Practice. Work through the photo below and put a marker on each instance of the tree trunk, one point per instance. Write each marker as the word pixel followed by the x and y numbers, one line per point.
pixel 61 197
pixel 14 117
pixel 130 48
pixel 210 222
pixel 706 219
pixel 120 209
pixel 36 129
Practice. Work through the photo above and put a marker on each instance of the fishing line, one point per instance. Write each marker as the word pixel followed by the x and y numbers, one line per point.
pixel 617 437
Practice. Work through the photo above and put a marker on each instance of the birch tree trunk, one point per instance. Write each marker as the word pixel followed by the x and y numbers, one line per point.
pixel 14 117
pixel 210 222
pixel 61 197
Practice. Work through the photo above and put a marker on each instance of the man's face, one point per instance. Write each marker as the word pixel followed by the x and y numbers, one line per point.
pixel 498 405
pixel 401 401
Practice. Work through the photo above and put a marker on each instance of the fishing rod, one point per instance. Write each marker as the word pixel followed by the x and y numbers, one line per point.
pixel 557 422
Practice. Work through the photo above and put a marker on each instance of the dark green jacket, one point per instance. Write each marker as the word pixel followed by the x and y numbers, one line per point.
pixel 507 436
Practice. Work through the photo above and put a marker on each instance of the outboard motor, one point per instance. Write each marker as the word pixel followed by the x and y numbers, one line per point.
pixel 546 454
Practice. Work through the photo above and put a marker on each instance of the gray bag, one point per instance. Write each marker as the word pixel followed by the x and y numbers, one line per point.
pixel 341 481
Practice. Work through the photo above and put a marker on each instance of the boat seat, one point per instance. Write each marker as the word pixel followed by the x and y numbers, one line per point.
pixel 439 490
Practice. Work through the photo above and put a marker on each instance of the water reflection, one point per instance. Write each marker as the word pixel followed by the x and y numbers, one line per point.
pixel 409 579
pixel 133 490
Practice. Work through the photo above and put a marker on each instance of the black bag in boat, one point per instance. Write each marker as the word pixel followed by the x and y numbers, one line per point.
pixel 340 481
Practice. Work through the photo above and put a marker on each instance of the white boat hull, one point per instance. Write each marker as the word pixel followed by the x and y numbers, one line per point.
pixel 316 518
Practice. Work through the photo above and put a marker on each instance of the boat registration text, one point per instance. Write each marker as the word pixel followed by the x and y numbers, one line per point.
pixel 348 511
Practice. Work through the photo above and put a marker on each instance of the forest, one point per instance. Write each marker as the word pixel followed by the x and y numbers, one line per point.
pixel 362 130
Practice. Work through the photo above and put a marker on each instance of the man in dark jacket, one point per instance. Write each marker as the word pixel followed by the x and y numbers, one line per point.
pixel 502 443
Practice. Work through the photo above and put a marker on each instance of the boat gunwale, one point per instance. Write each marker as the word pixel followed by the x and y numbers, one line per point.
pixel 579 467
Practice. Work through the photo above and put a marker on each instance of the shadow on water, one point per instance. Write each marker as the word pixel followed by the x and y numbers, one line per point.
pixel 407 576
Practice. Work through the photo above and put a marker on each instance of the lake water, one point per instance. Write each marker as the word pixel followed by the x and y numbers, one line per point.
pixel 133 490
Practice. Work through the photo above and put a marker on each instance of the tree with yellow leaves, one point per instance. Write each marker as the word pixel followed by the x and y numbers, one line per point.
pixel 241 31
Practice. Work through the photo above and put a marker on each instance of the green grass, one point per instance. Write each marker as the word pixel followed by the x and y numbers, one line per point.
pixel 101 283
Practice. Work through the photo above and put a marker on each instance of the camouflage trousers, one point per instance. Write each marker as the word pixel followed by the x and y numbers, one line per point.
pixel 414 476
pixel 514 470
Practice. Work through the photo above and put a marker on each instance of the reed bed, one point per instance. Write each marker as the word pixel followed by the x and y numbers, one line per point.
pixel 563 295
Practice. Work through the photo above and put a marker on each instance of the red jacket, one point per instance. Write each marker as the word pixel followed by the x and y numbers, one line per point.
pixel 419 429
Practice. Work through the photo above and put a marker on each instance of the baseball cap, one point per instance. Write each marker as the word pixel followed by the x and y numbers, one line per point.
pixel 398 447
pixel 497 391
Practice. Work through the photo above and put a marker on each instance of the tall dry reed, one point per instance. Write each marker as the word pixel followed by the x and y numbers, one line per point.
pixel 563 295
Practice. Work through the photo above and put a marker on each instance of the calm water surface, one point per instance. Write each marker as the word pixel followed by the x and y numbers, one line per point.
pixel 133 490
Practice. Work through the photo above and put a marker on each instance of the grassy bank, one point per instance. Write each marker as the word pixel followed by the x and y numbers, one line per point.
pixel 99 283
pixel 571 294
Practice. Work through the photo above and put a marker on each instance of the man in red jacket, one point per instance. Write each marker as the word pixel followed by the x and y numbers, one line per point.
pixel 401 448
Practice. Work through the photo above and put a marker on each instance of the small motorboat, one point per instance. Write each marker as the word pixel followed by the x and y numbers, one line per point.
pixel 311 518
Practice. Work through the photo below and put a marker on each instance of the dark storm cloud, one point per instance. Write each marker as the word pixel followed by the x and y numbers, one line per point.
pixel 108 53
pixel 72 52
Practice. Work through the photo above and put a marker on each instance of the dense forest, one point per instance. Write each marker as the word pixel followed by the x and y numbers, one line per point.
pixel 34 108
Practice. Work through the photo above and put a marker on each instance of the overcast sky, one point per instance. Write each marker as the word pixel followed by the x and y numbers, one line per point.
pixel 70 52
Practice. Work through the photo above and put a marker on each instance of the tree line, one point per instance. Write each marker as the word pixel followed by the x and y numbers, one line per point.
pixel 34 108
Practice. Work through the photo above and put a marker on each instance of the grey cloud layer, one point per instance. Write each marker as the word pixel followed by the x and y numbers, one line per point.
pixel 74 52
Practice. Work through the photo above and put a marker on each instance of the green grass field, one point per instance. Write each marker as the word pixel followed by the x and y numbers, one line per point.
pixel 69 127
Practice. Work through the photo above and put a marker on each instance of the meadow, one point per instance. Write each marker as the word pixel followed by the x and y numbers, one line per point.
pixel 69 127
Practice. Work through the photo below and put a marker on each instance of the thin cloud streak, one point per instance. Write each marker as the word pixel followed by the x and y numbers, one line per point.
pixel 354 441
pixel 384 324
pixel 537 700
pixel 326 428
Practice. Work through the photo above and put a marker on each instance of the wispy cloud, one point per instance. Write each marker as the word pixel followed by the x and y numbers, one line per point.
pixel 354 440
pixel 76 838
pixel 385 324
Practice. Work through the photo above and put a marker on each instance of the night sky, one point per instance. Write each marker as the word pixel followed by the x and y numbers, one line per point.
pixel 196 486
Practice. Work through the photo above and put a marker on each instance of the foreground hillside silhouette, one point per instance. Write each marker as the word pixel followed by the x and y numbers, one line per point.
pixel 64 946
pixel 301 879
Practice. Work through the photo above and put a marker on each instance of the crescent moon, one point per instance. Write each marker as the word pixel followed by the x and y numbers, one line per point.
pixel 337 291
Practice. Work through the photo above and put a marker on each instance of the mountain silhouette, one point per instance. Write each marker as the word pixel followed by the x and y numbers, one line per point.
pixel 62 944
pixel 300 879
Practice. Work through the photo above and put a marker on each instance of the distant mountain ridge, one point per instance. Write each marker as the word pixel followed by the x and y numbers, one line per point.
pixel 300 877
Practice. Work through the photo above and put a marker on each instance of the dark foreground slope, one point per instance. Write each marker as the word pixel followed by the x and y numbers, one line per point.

• • •

• _Written exercise_: Output the lines above verbatim and in full.

• _Output for this task_:
Practice. Work through the photo below and put a marker on each instance of the tree trunk, one point per instance. Write each marker as the word pixel followed by the x and y numbers, one line per point.
pixel 61 197
pixel 14 117
pixel 130 48
pixel 210 222
pixel 706 219
pixel 120 209
pixel 36 129
Practice. Work through the photo above and put a marker on each instance of the fishing line, one point per instance. Write each marker as the word pixel followed by the x and y numbers, one line per point.
pixel 617 437
Practice. Work through the photo above and put a marker on each instance of the birch tree trunk, one point per instance. Write each marker as the word pixel followed by the x and y numbers, one line per point.
pixel 14 117
pixel 210 222
pixel 61 197
Practice. Work through the photo above and put a marker on each instance of the man's face, one point per instance. Write each marker as the word pixel followed by the x and y numbers, one line per point.
pixel 498 405
pixel 401 401
Practice. Work through the photo above and put a marker on each instance of the fishing rod, one point per instance. Write each marker as the word pixel followed by the x and y numbers, one line per point.
pixel 557 422
Practice. Work through the photo above and put a marker on each instance of the dark green jacket, one point per instance. Write each marker as the word pixel followed by the x and y numbers, one line per point.
pixel 507 436
Practice. Work through the photo above and put a marker on each instance of the outboard motor, one point per instance. Write each marker as the word pixel followed by the x and y numbers, one line per point.
pixel 546 454
Practice. Work through the photo above and put a marker on each instance of the gray bag, one point per instance. Write each marker as the word pixel followed by the x and y numbers, one line per point.
pixel 341 481
Practice. Work through the photo above and put a marker on each instance of the boat seat, one point per instance. Write each marker as the word pixel followed by the x and y numbers, one line per point.
pixel 439 490
Practice. Work through the photo above and put a marker on each instance of the water reflection, one point per instance. Write each marker as the word pixel followed by the x and y numbers, one line per point.
pixel 409 579
pixel 133 490
Practice. Work through the photo above and put a marker on each instance of the black bag in boat, one point per instance. Write each marker as the word pixel followed by the x and y numbers, one line per point.
pixel 340 481
Practice. Work through the photo above and put a marker on each instance of the white boat hull, one point per instance. Write each marker as the word pixel followed by the x and y numbers, one line per point.
pixel 316 518
Practice. Work through the photo above and put a marker on each instance of the boat registration text, one point per instance. Write each marker as the word pixel followed by the x and y numbers, one line per point.
pixel 348 511
Practice. Work through the photo above and put a marker on each instance of the forest, one point per instance. Write each marker as the word pixel followed by the x and y numbers, one line per point.
pixel 362 130
Practice. Work through the photo above and put a marker on each instance of the man in dark jacket, one point per instance. Write each marker as the word pixel followed by the x and y numbers, one line per point.
pixel 502 443
Practice. Work through the photo above and put a marker on each instance of the boat gunwale, one point per instance. Write each marker as the word pixel followed by the x and y numbers, one line per point.
pixel 579 467
Practice. Work through the photo above and put a marker on each instance of the shadow on water, one point per instance. Write each marker as the word pixel followed by the x and y numbers, one line per point.
pixel 407 576
Practice. Work through the photo above and put a marker on each instance of the lake water, one point per instance. Write each marker as the word pixel followed by the x and y numbers, one line per point.
pixel 133 490
Practice. Work through the photo above and put a marker on each instance of the tree with yellow leaves, one point per instance. Write each marker as the word pixel followed by the x and y numbers, one line per point.
pixel 241 31
Practice. Work through the photo above and put a marker on each instance of the green grass, one point per instance. Write each marker as the word pixel followed by the x and y numbers, one line per point.
pixel 101 283
Practice. Work through the photo above and put a marker on each instance of the camouflage trousers, one point per instance. Write each marker as the word pixel followed by the x and y numbers, one line per point.
pixel 414 476
pixel 514 470
Practice. Work through the photo above and put a marker on each instance of the reed bed, one point per instance. Write each marker as the word pixel followed by the x and y numbers, one line per point.
pixel 563 295
Practice. Work through the photo above and put a marker on each instance of the red jacket, one point per instance. Write each marker as the word pixel followed by the x and y numbers, one line per point.
pixel 419 429
Practice. Work through the photo above and put a marker on each instance of the baseball cap, one point per instance. Write each marker as the word pixel followed by the x and y numbers, one line per point.
pixel 398 447
pixel 497 391
Practice. Work through the photo above and put a marker on each instance of the tall dry reed, one point per instance. Write each marker as the word pixel followed by the x and y numbers, one line per point.
pixel 563 295
Practice. Work through the photo above and put a marker on each instance of the calm water surface, one point per instance. Write each marker as the word pixel followed by the x and y numbers, one line per point.
pixel 133 490
Practice. Work through the photo above and put a marker on each instance of the grassy bank, one point per instance. Write each marker as the word pixel followed by the x and y numbers, one line per point.
pixel 99 283
pixel 571 294
Practice. Work through the photo above and put a marker on each instance of the man in red jacket, one point per instance. Write each marker as the word pixel followed by the x and y numbers, one line per point.
pixel 401 448
Practice. Work through the photo above and put a marker on each instance of the small motorboat, one point per instance. Write each marker as the word pixel followed by the x and y numbers, one line per point.
pixel 311 518
Practice. Work through the photo below and put a marker on each instance of the dark storm cloud, one point per instance. Write each marker as the word pixel followed by the x and y numbers, one line per point.
pixel 108 53
pixel 72 52
Practice. Work through the photo above and put a marker on each instance of the dense forest, one point per instance. Write each marker as the word pixel followed by the x and y numbers, one line per point.
pixel 34 108
Practice. Work through the photo above and put a marker on each instance of the overcast sky, one point per instance. Write each marker as the word pixel followed by the x and y numbers, one line per point.
pixel 70 52
Practice. Work through the photo above and put a marker on each instance of the tree line, one point per instance. Write each marker as the word pixel followed by the x and y numbers, one line per point.
pixel 34 108
Practice. Work through the photo above and put a marker on each instance of the grey cloud layer, one point per instance. Write each marker as the word pixel followed by the x and y numbers, one line per point.
pixel 74 52
Practice. Work through the photo above and put a marker on each instance of the green grass field, one point per instance. Write each marker as the word pixel followed by the x and y numbers, one line per point.
pixel 69 127
Practice. Work through the photo above and put a marker on each instance of the meadow, one point per instance. Write each marker as the word pixel followed by the x and y numbers, one line per point.
pixel 69 127
Practice. Work through the photo below and put a marker on each instance of the thin cloud streak, one point per instance. Write each marker as the word pixel followed by the x and y numbers, one line per point.
pixel 354 441
pixel 384 324
pixel 537 700
pixel 326 428
Practice. Work through the photo above and put a marker on each instance of the wispy cloud, one point per instance. Write each marker as the word pixel followed by the x and y numbers, one line per point.
pixel 354 440
pixel 76 838
pixel 385 324
Practice. Work through the photo above and put a marker on each instance of the night sky, one point per instance. Write each marker as the word pixel followed by the x and y numbers, one line per point.
pixel 196 486
Practice. Work through the photo above and put a marker on each instance of the foreground hillside silhouette, one point per instance. Write each marker as the word pixel followed by the x and y numbers, one line per point.
pixel 64 946
pixel 301 879
Practice. Work through the photo above and put a marker on each instance of the crescent moon, one point per instance. Write each marker as the word pixel followed by the x and y numbers, one line per point.
pixel 337 291
Practice. Work through the photo above and put a marker on each instance of the mountain silhouette, one point per instance. Write each marker as the word pixel followed by the x and y numbers, one line per point.
pixel 62 944
pixel 300 879
Practice. Work through the photo above and put a marker on each instance of the distant mountain ridge, one point per instance. Write each marker as the word pixel followed by the x and y numbers, one line per point.
pixel 300 877
Practice. Work through the photo above and put a marker on each instance of the dark foreground slope, one point per instance. Write each marker as the word pixel followed by the x and y numbers, one line per point.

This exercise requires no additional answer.